Problem statement:
Find every line in the items below that contains the string "grass", and copy each of those lines. Matching is case-sensitive.

Entries provided:
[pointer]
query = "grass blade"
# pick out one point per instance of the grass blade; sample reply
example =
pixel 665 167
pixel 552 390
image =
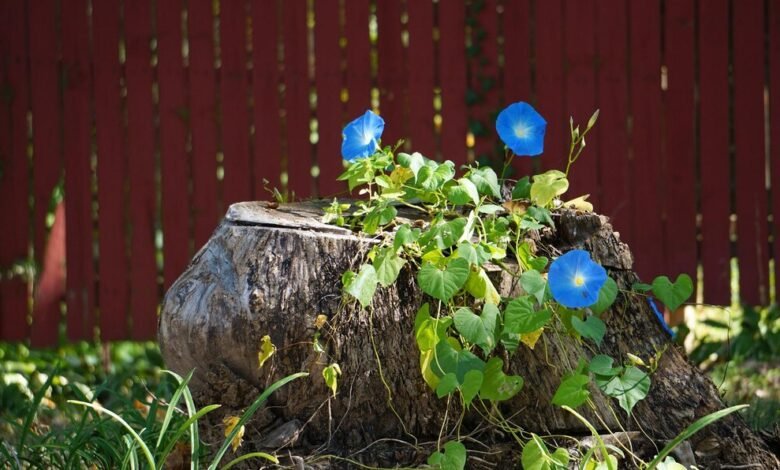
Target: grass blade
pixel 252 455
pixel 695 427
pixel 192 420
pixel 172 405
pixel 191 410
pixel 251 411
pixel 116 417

---

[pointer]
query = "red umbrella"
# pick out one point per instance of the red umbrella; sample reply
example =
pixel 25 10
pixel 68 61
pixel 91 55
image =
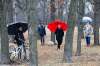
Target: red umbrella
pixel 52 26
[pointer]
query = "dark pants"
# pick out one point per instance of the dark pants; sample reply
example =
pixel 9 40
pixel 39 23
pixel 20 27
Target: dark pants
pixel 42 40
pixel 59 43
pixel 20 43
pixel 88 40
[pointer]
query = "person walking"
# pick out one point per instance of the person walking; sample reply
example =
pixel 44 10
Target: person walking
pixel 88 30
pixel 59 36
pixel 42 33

The response:
query = "grass blade"
# pick out one point per instance of the grass blade; sample reply
Target: grass blade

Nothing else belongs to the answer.